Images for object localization
::::

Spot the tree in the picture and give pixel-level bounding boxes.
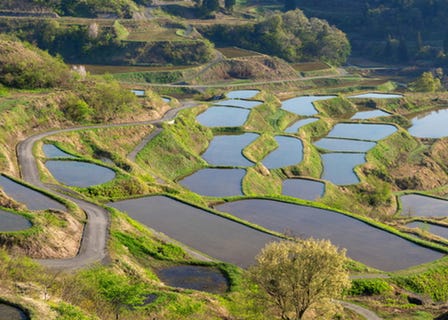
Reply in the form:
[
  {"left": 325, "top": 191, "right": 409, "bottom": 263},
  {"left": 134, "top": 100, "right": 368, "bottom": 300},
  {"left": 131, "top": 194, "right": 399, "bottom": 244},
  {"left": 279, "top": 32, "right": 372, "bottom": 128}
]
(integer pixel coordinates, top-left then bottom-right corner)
[
  {"left": 247, "top": 238, "right": 351, "bottom": 320},
  {"left": 410, "top": 71, "right": 442, "bottom": 92}
]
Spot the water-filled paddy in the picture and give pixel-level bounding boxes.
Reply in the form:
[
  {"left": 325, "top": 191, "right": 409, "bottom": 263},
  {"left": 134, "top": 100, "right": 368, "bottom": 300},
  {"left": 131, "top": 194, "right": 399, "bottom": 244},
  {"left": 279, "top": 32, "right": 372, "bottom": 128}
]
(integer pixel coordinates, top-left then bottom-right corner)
[
  {"left": 407, "top": 222, "right": 448, "bottom": 239},
  {"left": 108, "top": 196, "right": 278, "bottom": 267},
  {"left": 281, "top": 96, "right": 335, "bottom": 116},
  {"left": 202, "top": 133, "right": 258, "bottom": 167},
  {"left": 215, "top": 199, "right": 443, "bottom": 271},
  {"left": 285, "top": 118, "right": 318, "bottom": 133},
  {"left": 408, "top": 108, "right": 448, "bottom": 138},
  {"left": 327, "top": 123, "right": 397, "bottom": 141},
  {"left": 179, "top": 168, "right": 245, "bottom": 197},
  {"left": 321, "top": 153, "right": 365, "bottom": 185},
  {"left": 226, "top": 90, "right": 260, "bottom": 99},
  {"left": 314, "top": 138, "right": 376, "bottom": 152},
  {"left": 400, "top": 194, "right": 448, "bottom": 217},
  {"left": 162, "top": 97, "right": 171, "bottom": 103},
  {"left": 349, "top": 93, "right": 403, "bottom": 99},
  {"left": 0, "top": 303, "right": 28, "bottom": 320},
  {"left": 42, "top": 144, "right": 76, "bottom": 158},
  {"left": 0, "top": 209, "right": 31, "bottom": 232},
  {"left": 262, "top": 136, "right": 303, "bottom": 169},
  {"left": 45, "top": 160, "right": 116, "bottom": 187},
  {"left": 351, "top": 109, "right": 391, "bottom": 119},
  {"left": 282, "top": 179, "right": 324, "bottom": 200},
  {"left": 215, "top": 99, "right": 262, "bottom": 109},
  {"left": 196, "top": 106, "right": 250, "bottom": 127},
  {"left": 131, "top": 89, "right": 145, "bottom": 97},
  {"left": 157, "top": 265, "right": 229, "bottom": 293},
  {"left": 0, "top": 175, "right": 65, "bottom": 211}
]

::::

*WORK TO COMPLETE:*
Copy out every line of the data that includes "Spot".

*WORKED SOLUTION:*
Spot the tree in the picture and give pixel-level bounding boxes.
Spot the water-filled paddy in the picture and give pixel-level bounding boxes.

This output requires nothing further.